=== Dataset excerpts ===
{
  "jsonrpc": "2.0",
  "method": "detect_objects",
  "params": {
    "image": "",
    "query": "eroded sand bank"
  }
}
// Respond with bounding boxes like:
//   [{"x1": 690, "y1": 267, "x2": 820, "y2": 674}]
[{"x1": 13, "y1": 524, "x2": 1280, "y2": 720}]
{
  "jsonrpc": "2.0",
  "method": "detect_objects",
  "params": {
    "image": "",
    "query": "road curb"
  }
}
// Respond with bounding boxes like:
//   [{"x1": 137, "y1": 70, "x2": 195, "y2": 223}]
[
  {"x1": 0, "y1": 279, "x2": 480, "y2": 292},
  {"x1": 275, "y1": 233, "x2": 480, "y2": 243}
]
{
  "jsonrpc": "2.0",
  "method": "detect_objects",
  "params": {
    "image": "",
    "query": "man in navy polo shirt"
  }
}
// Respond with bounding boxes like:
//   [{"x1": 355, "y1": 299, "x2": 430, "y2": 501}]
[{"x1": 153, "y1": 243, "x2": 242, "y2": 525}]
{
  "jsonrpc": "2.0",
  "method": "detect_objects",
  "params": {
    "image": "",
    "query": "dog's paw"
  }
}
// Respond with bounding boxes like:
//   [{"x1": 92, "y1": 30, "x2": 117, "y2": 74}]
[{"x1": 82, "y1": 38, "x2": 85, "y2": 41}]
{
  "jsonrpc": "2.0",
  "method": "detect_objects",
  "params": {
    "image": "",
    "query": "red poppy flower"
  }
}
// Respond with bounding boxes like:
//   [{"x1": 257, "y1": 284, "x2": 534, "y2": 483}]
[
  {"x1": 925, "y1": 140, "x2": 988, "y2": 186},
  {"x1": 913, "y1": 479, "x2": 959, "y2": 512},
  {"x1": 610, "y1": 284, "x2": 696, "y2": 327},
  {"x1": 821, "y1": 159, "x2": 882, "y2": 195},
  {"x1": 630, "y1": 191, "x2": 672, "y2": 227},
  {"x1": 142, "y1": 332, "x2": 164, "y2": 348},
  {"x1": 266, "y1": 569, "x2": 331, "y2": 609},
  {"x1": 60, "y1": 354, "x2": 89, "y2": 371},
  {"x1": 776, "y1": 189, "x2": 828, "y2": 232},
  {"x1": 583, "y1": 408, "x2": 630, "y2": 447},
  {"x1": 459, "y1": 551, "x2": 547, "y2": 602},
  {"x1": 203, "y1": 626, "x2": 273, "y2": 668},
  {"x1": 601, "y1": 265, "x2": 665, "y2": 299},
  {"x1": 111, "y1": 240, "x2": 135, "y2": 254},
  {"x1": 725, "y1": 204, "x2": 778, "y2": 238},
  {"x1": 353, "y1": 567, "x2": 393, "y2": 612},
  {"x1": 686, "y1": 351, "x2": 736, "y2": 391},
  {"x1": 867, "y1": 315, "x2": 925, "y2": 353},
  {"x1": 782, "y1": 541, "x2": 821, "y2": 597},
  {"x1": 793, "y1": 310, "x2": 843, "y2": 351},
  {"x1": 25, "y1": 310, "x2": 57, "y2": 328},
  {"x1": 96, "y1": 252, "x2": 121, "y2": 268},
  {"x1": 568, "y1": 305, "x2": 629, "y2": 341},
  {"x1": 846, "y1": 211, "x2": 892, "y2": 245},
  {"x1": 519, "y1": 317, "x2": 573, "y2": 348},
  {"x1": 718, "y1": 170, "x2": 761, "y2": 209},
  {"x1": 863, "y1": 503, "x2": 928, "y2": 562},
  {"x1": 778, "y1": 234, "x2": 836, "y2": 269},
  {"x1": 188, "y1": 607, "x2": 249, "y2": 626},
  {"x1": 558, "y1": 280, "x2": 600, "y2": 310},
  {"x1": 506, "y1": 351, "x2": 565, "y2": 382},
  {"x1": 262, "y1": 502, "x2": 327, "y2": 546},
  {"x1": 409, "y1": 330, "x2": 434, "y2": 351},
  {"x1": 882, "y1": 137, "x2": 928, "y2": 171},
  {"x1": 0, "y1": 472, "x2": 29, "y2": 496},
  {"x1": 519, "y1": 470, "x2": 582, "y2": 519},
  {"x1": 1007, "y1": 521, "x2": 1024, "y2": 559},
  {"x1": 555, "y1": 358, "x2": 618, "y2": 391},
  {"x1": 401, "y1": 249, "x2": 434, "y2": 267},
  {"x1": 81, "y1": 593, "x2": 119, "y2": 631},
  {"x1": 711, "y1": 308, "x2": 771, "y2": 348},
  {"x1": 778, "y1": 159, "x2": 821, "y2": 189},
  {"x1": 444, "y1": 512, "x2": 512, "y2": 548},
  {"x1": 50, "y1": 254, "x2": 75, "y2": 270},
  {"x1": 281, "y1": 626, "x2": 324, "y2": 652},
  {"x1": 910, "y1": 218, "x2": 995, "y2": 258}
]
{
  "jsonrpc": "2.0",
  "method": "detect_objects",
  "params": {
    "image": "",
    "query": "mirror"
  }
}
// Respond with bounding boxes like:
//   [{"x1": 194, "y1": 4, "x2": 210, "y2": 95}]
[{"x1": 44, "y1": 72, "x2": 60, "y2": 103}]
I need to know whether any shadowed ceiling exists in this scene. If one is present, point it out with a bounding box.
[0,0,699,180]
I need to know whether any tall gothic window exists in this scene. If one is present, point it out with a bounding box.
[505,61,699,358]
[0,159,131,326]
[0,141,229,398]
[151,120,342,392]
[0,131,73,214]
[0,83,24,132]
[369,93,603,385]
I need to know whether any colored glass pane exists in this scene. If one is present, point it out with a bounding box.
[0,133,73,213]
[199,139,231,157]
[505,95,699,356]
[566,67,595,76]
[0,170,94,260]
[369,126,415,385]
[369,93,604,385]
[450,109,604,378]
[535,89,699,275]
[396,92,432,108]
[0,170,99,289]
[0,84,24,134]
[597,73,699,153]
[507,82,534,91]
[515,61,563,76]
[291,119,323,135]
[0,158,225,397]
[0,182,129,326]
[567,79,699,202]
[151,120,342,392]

=== Aim ===
Please rewrite all of the lines above as a numbered list, leaving out any blank lines.

=== Solution for this exercise ===
1. {
2.   "jsonrpc": "2.0",
3.   "method": "detect_objects",
4.   "params": {
5.     "image": "",
6.     "query": "eroded sand bank"
7.   }
8. }
9. // Respond with bounding boxes like:
10. //   [{"x1": 690, "y1": 267, "x2": 820, "y2": 674}]
11. [{"x1": 13, "y1": 524, "x2": 1280, "y2": 720}]
12. {
13.   "jsonrpc": "2.0",
14.   "method": "detect_objects",
15.   "params": {
16.     "image": "",
17.     "query": "road curb"
18.   }
19. }
20. // Respond with bounding boxes like:
21. //   [{"x1": 137, "y1": 70, "x2": 195, "y2": 223}]
22. [
23.   {"x1": 0, "y1": 279, "x2": 480, "y2": 292},
24.   {"x1": 275, "y1": 233, "x2": 480, "y2": 243}
25. ]
26. {
27.   "jsonrpc": "2.0",
28.   "method": "detect_objects",
29.   "params": {
30.     "image": "",
31.     "query": "man in navy polo shirt"
32.   }
33. }
34. // Respond with bounding boxes like:
35. //   [{"x1": 355, "y1": 299, "x2": 430, "y2": 501}]
36. [{"x1": 153, "y1": 243, "x2": 242, "y2": 525}]
37. {
38.   "jsonrpc": "2.0",
39.   "method": "detect_objects",
40.   "params": {
41.     "image": "",
42.     "query": "dog's paw"
43.   }
44. }
45. // Respond with bounding boxes like:
46. //   [{"x1": 92, "y1": 30, "x2": 117, "y2": 74}]
47. [{"x1": 82, "y1": 38, "x2": 85, "y2": 41}]
48. {
49.   "jsonrpc": "2.0",
50.   "method": "detect_objects",
51.   "params": {
52.     "image": "",
53.     "query": "red poppy flower"
54.   }
55. }
56. // Respond with bounding boxes like:
57. //   [{"x1": 257, "y1": 284, "x2": 534, "y2": 483}]
58. [
59.   {"x1": 925, "y1": 140, "x2": 988, "y2": 186},
60.   {"x1": 913, "y1": 479, "x2": 959, "y2": 512},
61.   {"x1": 610, "y1": 284, "x2": 696, "y2": 327},
62.   {"x1": 821, "y1": 159, "x2": 882, "y2": 195},
63.   {"x1": 630, "y1": 191, "x2": 672, "y2": 227},
64.   {"x1": 142, "y1": 332, "x2": 164, "y2": 348},
65.   {"x1": 266, "y1": 569, "x2": 331, "y2": 609},
66.   {"x1": 60, "y1": 354, "x2": 89, "y2": 371},
67.   {"x1": 776, "y1": 189, "x2": 828, "y2": 232},
68.   {"x1": 583, "y1": 408, "x2": 630, "y2": 447},
69.   {"x1": 459, "y1": 551, "x2": 547, "y2": 602},
70.   {"x1": 203, "y1": 626, "x2": 273, "y2": 668},
71.   {"x1": 601, "y1": 265, "x2": 665, "y2": 299},
72.   {"x1": 111, "y1": 240, "x2": 135, "y2": 254},
73.   {"x1": 725, "y1": 204, "x2": 778, "y2": 238},
74.   {"x1": 353, "y1": 567, "x2": 393, "y2": 612},
75.   {"x1": 686, "y1": 351, "x2": 736, "y2": 391},
76.   {"x1": 867, "y1": 315, "x2": 925, "y2": 353},
77.   {"x1": 782, "y1": 541, "x2": 821, "y2": 597},
78.   {"x1": 793, "y1": 310, "x2": 843, "y2": 351},
79.   {"x1": 25, "y1": 310, "x2": 57, "y2": 328},
80.   {"x1": 96, "y1": 252, "x2": 121, "y2": 268},
81.   {"x1": 568, "y1": 305, "x2": 629, "y2": 341},
82.   {"x1": 846, "y1": 211, "x2": 892, "y2": 245},
83.   {"x1": 519, "y1": 317, "x2": 573, "y2": 348},
84.   {"x1": 718, "y1": 170, "x2": 761, "y2": 209},
85.   {"x1": 863, "y1": 503, "x2": 928, "y2": 562},
86.   {"x1": 778, "y1": 234, "x2": 836, "y2": 269},
87.   {"x1": 188, "y1": 607, "x2": 249, "y2": 626},
88.   {"x1": 558, "y1": 280, "x2": 600, "y2": 310},
89.   {"x1": 506, "y1": 351, "x2": 565, "y2": 382},
90.   {"x1": 262, "y1": 502, "x2": 327, "y2": 546},
91.   {"x1": 409, "y1": 330, "x2": 434, "y2": 351},
92.   {"x1": 882, "y1": 137, "x2": 928, "y2": 171},
93.   {"x1": 0, "y1": 472, "x2": 29, "y2": 496},
94.   {"x1": 519, "y1": 470, "x2": 582, "y2": 519},
95.   {"x1": 1007, "y1": 521, "x2": 1024, "y2": 559},
96.   {"x1": 555, "y1": 358, "x2": 618, "y2": 391},
97.   {"x1": 401, "y1": 249, "x2": 434, "y2": 267},
98.   {"x1": 81, "y1": 593, "x2": 119, "y2": 631},
99.   {"x1": 711, "y1": 308, "x2": 771, "y2": 348},
100.   {"x1": 778, "y1": 159, "x2": 821, "y2": 189},
101.   {"x1": 444, "y1": 512, "x2": 512, "y2": 548},
102.   {"x1": 50, "y1": 254, "x2": 75, "y2": 270},
103.   {"x1": 281, "y1": 626, "x2": 324, "y2": 652},
104.   {"x1": 910, "y1": 218, "x2": 995, "y2": 258}
105. ]
106. {
107.   "jsonrpc": "2.0",
108.   "method": "detect_objects",
109.   "params": {
110.     "image": "",
111.     "query": "mirror"
112.   }
113. }
114. // Respond with bounding boxes like:
115. //   [{"x1": 194, "y1": 4, "x2": 210, "y2": 95}]
116. [{"x1": 44, "y1": 72, "x2": 60, "y2": 103}]
117. I need to know whether any shadowed ceiling exists in this scene. If one is present, point it out with a bounding box.
118. [0,0,699,180]
119. I need to know whether any tall gothic window exists in this scene. If one is present, point it out with a bounding box.
120. [505,61,699,358]
121. [0,159,131,326]
122. [0,141,229,398]
123. [151,120,342,392]
124. [0,131,73,214]
125. [0,83,24,132]
126. [369,93,603,385]
127. I need to know whether any colored glass pane exists in this scene. If one is present, point it out with a bounding box.
128. [0,133,73,213]
129. [199,139,231,157]
130. [505,95,699,356]
131. [566,67,595,76]
132. [0,170,94,260]
133. [369,126,415,385]
134. [369,93,604,385]
135. [450,109,604,378]
136. [535,89,699,275]
137. [396,92,432,108]
138. [0,170,99,289]
139. [0,84,24,134]
140. [597,73,699,153]
141. [507,82,534,91]
142. [515,61,563,76]
143. [291,119,323,135]
144. [0,158,225,397]
145. [0,182,129,326]
146. [567,79,699,202]
147. [151,120,342,392]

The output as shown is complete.